» YOUR OBJECTIVE: Reproduce every line of the entries below verbatim, without altering anything.

» RECORDS FOR PROCESSING:
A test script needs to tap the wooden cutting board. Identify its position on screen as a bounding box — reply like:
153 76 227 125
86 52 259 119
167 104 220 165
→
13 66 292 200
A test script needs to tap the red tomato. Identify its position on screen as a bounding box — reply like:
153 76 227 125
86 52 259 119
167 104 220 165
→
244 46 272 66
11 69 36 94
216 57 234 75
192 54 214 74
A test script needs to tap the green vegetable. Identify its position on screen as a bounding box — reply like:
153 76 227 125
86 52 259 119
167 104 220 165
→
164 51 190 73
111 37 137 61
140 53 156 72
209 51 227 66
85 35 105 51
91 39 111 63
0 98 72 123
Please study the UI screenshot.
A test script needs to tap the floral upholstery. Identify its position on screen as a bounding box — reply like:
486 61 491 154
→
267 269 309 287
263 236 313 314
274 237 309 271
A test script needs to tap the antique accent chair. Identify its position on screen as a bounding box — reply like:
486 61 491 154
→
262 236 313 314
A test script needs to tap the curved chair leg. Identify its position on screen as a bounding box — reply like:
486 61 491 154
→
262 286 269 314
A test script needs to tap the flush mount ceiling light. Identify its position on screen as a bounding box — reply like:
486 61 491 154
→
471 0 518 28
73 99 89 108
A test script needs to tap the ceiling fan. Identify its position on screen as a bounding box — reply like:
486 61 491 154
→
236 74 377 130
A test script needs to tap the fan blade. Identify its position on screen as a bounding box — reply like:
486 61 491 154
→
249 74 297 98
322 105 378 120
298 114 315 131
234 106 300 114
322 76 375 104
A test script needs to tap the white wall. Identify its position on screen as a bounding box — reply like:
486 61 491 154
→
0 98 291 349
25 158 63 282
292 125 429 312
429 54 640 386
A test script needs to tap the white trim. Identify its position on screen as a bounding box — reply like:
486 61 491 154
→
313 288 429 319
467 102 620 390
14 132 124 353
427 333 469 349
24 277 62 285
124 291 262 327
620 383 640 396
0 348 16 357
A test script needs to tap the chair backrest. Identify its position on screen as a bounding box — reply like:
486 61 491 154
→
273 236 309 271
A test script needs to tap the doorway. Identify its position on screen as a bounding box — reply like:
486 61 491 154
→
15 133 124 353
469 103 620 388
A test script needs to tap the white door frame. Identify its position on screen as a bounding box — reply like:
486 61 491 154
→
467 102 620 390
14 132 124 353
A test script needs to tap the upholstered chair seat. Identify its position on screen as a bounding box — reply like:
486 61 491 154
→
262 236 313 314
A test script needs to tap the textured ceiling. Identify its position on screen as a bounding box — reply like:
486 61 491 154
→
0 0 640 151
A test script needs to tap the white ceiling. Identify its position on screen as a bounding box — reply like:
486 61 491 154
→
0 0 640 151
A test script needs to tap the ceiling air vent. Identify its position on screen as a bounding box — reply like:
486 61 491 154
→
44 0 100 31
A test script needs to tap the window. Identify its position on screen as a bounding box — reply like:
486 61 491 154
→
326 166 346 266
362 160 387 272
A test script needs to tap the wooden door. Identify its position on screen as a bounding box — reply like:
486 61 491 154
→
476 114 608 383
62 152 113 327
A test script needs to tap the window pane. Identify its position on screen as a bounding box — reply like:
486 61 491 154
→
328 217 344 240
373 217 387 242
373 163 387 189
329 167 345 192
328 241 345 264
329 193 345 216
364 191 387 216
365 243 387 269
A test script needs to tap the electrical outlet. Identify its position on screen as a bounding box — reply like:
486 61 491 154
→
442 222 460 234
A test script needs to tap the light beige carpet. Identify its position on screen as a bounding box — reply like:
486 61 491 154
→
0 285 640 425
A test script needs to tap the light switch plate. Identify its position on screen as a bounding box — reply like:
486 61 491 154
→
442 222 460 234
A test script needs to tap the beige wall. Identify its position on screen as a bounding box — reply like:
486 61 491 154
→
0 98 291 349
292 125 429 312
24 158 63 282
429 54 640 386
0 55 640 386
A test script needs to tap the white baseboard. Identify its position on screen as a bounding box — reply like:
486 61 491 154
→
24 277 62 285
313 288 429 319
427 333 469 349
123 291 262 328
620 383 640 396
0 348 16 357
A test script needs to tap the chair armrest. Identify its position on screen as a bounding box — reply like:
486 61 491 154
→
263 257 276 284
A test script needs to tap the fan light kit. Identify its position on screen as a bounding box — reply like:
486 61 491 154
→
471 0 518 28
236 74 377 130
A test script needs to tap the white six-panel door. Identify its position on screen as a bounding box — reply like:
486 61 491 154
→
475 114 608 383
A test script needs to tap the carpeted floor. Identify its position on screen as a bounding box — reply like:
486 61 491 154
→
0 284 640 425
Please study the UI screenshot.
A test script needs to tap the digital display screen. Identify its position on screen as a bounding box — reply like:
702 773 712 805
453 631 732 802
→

» SOLUTION FOR THIS PROBLEM:
A test script needs to tap the wooden cutting board. Identify its position on screen as a bounding box — reply like:
153 76 227 125
86 52 259 119
167 104 220 165
→
13 66 292 200
A test script needs to tap the red tomato. Identify its position on screen as a bounding box — reply like:
153 76 227 125
86 52 259 119
167 104 220 165
→
244 46 272 66
11 69 36 94
216 57 234 75
192 54 214 74
A test script needs to tap the green vegetable. Identify its position on screen as a bounding box — reply like:
153 76 227 125
86 52 259 119
167 104 220 165
→
164 51 190 73
111 37 137 61
140 53 156 72
209 51 227 66
85 35 105 51
91 39 111 63
0 98 72 123
Please study the UI screenshot.
A test script needs to tap the floral upholstery. Identify its position on screen as a bounding box — reply like:
486 61 491 154
→
267 269 309 287
263 236 313 314
274 237 309 271
A test script needs to tap the antique accent chair. Identify its position on screen as a bounding box — reply like:
486 61 491 154
→
262 236 313 314
A test script needs to tap the curved chair leg. Identify its position on screen as a bounding box — reply like:
486 61 491 154
→
262 286 269 314
A test script needs to tap the flush mount ceiling light. Identify its position on screen as a bounding box — reply like:
486 61 491 154
→
471 0 518 28
73 99 89 108
A test script needs to tap the ceiling fan. Identify its position on screen as a bounding box — reply like:
486 61 491 154
→
236 74 377 130
A test script needs to tap the fan blade. Identify its position on screen as a bounding box — reply like:
486 61 491 154
→
249 74 297 98
322 105 378 120
298 114 315 131
234 106 300 114
322 76 375 104
A test script needs to tap the white wall. Identify its position on screen as a bounding box — reply like:
486 61 491 154
→
0 98 291 349
25 158 63 282
292 125 429 312
429 54 640 386
A test script needs to tap the white trim. Identify its position on screen as a bounding box — reply like:
486 61 491 154
→
313 288 429 319
467 102 620 390
14 132 124 353
427 333 469 349
24 277 62 285
124 291 262 327
620 383 640 396
0 348 16 357
A test script needs to tap the chair backrest. Identify its position on screen as a bounding box — reply like:
486 61 491 154
→
273 236 309 271
A test script needs to tap the doorway. Identify its position on screen as a bounding box — reply like:
486 61 491 154
→
15 133 124 353
469 103 620 388
A test script needs to tap the white door frame. Identify its position on screen as a bounding box — reply like:
486 61 491 154
→
467 102 620 390
14 132 124 353
A test script needs to tap the upholstered chair seat. Identify its position on screen as a bounding box — reply like:
486 61 491 154
→
262 236 313 314
A test script needs to tap the textured ceiling. Identify its position on screen as a bounding box — reply like:
486 61 491 154
→
0 0 640 151
A test script needs to tap the white ceiling. Identify its position on screen as a bounding box — reply like:
486 61 491 154
→
0 0 640 151
A test script needs to tap the ceiling air vent. Identify its position on screen as a bounding box — reply like:
486 61 491 154
→
44 0 100 31
A test script needs to tap the window. Identify its position on screen as a bounding box — reply like:
486 61 491 154
→
326 166 346 266
362 160 387 272
A test script needs to tap the wooden door. Identify its position on screen as a bounding box — reply like:
486 61 491 154
→
476 114 608 383
62 152 113 327
A test script needs to tap the window pane. Identify its position on screen as a bounding box — reply like:
486 61 491 154
→
328 217 344 240
373 217 387 242
373 163 387 189
329 167 345 192
328 241 345 264
329 193 345 216
364 191 387 216
365 243 387 269
A test script needs to tap the electrical outlet. Identify its position on screen as a bounding box — reply like:
486 61 491 154
→
442 222 460 234
A test script needs to tap the light beige carpet. Identify its position on screen as a bounding box — reply like:
486 61 491 154
→
0 285 640 425
A test script needs to tap the light switch plate. Identify its position on screen as a bounding box — reply like:
486 61 491 154
→
442 222 460 234
A test script needs to tap the beige wall. Identify its position on screen as a bounding box — reply like:
486 61 491 154
→
0 98 291 349
292 125 429 312
24 158 63 282
429 54 640 386
0 55 640 386
A test script needs to tap the white baseboard. Identify its position on screen as a bounding box — reply like:
486 61 491 154
→
24 277 62 285
313 288 429 319
427 333 469 349
123 291 262 328
620 383 640 396
0 348 16 357
A test script needs to tap the chair armrest. Identify its position on screen as a bounding box — reply like:
486 61 491 154
→
263 257 276 284
A test script needs to tap the fan light kit. Identify its position on screen as a bounding box — reply like:
486 61 491 154
→
471 0 518 28
236 74 377 130
A test script needs to tap the white six-panel door. Identify its position on screen as a bounding box — reply like:
486 61 491 154
→
475 114 608 383
A test script needs to tap the carpeted floor. Identify its position on screen as a bounding box — reply like:
486 61 491 154
→
0 284 640 425
Please study the UI screenshot.
A test script needs to tap the digital display screen. Identify its position on screen as a bounding box — reply like:
702 773 712 805
453 631 732 802
→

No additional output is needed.